Extracted records:
┌──

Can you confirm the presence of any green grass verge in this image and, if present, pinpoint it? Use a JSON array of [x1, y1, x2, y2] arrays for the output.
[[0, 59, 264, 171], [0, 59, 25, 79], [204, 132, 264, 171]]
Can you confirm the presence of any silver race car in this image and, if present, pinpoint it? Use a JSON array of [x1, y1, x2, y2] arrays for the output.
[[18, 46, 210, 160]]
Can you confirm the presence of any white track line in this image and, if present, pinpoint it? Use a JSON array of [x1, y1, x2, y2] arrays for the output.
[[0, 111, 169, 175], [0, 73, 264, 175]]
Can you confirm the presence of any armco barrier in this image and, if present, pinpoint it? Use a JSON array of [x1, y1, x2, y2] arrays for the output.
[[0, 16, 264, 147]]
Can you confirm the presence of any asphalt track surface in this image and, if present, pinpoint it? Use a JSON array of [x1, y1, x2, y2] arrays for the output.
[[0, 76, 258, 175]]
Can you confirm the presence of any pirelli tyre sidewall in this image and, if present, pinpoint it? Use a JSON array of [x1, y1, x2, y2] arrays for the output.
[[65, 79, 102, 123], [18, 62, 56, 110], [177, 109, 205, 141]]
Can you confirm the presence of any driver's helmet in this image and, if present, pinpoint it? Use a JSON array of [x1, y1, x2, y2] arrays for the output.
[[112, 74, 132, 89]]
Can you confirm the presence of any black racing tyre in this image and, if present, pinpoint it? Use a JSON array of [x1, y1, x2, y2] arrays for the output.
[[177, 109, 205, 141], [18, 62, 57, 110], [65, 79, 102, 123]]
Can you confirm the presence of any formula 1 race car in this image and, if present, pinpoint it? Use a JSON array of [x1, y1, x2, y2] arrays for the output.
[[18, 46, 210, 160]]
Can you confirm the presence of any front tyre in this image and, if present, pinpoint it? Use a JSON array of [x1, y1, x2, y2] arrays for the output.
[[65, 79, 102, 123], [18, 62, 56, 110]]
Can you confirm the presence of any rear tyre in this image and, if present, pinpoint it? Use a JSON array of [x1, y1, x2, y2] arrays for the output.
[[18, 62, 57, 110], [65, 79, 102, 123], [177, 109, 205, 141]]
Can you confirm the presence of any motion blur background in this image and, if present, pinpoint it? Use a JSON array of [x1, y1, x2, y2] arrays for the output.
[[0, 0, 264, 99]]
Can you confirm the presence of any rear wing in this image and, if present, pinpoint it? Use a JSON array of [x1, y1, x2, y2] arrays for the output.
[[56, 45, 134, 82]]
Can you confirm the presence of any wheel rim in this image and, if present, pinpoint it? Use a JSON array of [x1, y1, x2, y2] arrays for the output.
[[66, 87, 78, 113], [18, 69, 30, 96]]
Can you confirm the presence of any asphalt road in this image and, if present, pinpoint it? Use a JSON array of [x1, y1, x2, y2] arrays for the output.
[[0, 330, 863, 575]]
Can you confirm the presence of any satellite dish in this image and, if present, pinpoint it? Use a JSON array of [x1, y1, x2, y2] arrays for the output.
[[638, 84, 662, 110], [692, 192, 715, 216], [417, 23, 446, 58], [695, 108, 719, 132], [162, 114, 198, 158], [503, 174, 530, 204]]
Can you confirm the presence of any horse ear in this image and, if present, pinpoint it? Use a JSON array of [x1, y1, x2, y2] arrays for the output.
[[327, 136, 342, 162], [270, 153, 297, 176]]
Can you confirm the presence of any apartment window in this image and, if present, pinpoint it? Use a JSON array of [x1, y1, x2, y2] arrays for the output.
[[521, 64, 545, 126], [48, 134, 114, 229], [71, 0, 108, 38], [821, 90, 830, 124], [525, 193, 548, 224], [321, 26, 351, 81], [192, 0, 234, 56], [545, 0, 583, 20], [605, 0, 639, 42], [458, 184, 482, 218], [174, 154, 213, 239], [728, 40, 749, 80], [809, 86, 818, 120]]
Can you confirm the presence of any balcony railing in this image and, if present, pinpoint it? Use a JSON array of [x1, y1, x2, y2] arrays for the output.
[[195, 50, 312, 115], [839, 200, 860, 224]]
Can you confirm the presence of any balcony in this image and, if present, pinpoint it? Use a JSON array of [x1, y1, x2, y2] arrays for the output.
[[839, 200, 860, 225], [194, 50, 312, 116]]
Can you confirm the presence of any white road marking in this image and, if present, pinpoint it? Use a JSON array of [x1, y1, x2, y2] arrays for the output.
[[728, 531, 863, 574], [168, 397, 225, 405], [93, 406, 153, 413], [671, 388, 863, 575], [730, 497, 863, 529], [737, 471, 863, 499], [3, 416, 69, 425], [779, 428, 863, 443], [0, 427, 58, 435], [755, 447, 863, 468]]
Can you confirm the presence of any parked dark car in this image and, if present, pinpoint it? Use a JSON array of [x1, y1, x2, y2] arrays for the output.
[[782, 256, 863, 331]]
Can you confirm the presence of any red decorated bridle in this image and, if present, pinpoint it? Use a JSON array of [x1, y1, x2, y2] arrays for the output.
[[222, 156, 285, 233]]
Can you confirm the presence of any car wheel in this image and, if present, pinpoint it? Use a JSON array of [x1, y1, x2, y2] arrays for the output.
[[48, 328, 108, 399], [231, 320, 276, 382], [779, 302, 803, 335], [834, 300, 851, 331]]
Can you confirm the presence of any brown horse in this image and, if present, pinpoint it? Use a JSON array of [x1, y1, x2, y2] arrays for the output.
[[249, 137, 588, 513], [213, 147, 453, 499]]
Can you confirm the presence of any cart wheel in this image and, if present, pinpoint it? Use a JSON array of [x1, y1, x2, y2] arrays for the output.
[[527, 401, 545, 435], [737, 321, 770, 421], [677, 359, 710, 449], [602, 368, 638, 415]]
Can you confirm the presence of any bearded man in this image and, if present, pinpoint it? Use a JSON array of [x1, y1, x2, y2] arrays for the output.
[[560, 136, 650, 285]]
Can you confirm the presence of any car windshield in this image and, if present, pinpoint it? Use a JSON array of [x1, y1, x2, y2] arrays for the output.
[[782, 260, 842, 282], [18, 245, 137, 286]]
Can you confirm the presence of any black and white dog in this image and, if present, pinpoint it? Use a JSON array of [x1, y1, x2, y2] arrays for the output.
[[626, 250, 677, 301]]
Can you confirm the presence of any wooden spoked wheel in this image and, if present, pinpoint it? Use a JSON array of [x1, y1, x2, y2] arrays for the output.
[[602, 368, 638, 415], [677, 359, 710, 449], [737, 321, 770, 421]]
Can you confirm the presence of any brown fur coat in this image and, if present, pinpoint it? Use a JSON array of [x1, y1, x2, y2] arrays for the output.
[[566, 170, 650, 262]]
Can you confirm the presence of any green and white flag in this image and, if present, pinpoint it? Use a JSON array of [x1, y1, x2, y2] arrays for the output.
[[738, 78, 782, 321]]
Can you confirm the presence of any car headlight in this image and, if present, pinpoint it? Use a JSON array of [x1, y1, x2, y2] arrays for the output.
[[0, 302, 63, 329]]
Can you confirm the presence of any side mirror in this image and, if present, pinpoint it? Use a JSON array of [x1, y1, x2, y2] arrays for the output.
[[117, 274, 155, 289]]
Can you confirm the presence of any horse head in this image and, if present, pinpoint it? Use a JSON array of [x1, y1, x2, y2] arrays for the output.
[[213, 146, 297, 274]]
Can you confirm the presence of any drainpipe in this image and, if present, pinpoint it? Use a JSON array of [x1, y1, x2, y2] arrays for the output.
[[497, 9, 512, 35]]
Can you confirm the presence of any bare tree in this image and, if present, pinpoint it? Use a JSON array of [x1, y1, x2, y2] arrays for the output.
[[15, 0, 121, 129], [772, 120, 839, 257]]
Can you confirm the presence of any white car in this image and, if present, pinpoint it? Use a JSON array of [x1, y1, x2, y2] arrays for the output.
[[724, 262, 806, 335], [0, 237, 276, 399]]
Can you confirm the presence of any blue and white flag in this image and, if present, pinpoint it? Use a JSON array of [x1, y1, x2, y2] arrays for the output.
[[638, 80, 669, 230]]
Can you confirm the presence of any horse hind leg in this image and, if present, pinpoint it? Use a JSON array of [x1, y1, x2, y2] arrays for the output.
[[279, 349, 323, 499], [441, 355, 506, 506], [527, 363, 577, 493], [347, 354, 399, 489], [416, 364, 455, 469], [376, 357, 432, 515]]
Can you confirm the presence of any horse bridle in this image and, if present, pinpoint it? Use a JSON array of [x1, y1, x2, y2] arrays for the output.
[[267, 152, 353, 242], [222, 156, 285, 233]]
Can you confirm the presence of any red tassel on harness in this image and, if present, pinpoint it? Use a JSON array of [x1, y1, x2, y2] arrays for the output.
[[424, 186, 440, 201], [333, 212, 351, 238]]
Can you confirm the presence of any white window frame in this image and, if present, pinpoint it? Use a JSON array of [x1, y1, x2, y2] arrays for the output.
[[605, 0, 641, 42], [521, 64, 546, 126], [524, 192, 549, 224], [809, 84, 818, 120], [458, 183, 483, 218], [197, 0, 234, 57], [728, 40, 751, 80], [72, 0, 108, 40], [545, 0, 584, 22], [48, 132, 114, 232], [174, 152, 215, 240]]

└──

→ **Exercise brief**: The line containing "Can you confirm the presence of any white car" and every line after it, through the end of the records, should be repeated exactly and alone.

→ **The answer**:
Can you confirm the presence of any white car in this image and, if present, pinpoint it? Use a JSON array of [x1, y1, x2, y2] arrays for the output.
[[724, 262, 806, 335], [0, 237, 276, 399]]
Can you confirm the presence of any blue and white flag in this image and, if present, pinpoint it? Use a JSON array of [x1, y1, x2, y2] arrays for the output.
[[638, 80, 669, 230]]
Can you confirm the presence of any horse hind leg in this image and, if present, pinpoint it? Use a JSON array of [x1, y1, x2, y2] arrays for the output.
[[279, 349, 323, 499], [441, 355, 506, 506], [527, 363, 577, 493], [347, 354, 399, 489], [416, 364, 455, 469], [376, 357, 432, 515]]
Can you confirm the presence of any horse bridle in this image and, if present, pinpoint it? Use a JSON array of [x1, y1, x2, y2] arrays for the output.
[[267, 152, 353, 242], [222, 156, 285, 233]]
Can you confirm the presence of any red tassel on harness in this image and, if present, pinpoint it? Use a JSON array of [x1, y1, x2, y2] arrays for the output.
[[424, 186, 440, 201], [333, 212, 351, 238]]
Can you confirm the presence of any white window frame in this image and, if present, pinpoint it? Use a JSON array of [x1, y1, x2, y2] arrays for the output.
[[605, 0, 641, 42], [521, 64, 546, 126], [524, 192, 549, 224], [809, 84, 818, 120], [458, 183, 483, 218], [197, 0, 234, 57], [728, 40, 751, 80], [72, 0, 108, 40], [545, 0, 584, 22], [48, 132, 114, 232], [174, 152, 215, 240]]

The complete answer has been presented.